### SET TASK
List every line in the data below that contains the word "middle".

### PROVIDED RECORDS
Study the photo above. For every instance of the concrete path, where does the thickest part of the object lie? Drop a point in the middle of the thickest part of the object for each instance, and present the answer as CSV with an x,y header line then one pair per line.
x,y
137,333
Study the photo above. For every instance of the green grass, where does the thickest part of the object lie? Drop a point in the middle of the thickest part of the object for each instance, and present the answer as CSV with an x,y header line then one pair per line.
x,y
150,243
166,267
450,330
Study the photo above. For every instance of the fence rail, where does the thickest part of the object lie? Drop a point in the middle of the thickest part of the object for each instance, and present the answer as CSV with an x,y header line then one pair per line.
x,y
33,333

---

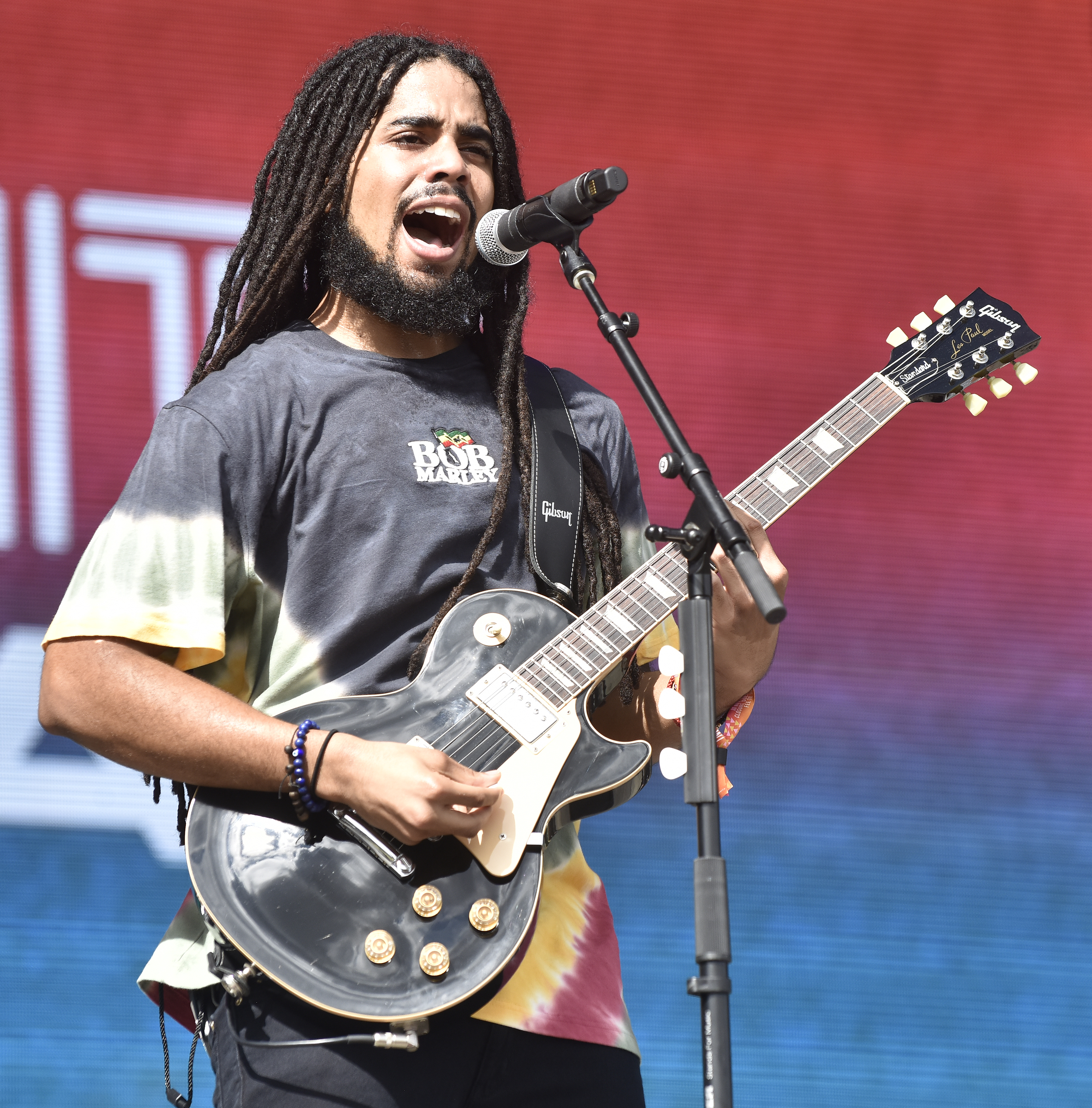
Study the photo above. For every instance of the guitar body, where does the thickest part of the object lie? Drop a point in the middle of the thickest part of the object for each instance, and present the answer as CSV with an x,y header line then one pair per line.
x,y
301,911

### ANSWER TO THIS EXERCISE
Study the photo above. For every instance of the concrete path, where does the thickest part of the object lie? Drop a point in the middle of the thickest part of the object for each instance, and present the answer as CSV with an x,y header line then one pair per line.
Study the photo above. For every instance of the green grass, where does the thickest part of the object lie? Drop a point in the middle of the thickest part of the object for each instance, and present the answer as CSV with an x,y header line then one pair per line.
Study the photo above. For every instance of the fence rail, where does the thickest part of the object lie? Drop a point in the middle of the thickest part of the object for each instance, and present the answer as CSV with an x,y header line then one pair per line.
Study the photo above. For every instance of the guitar body, where does the thickest part of the object lie? Drop a point in the middle of the thickest part of the object for each instance, and present the answer as CSV with an x,y header line then one pair per line.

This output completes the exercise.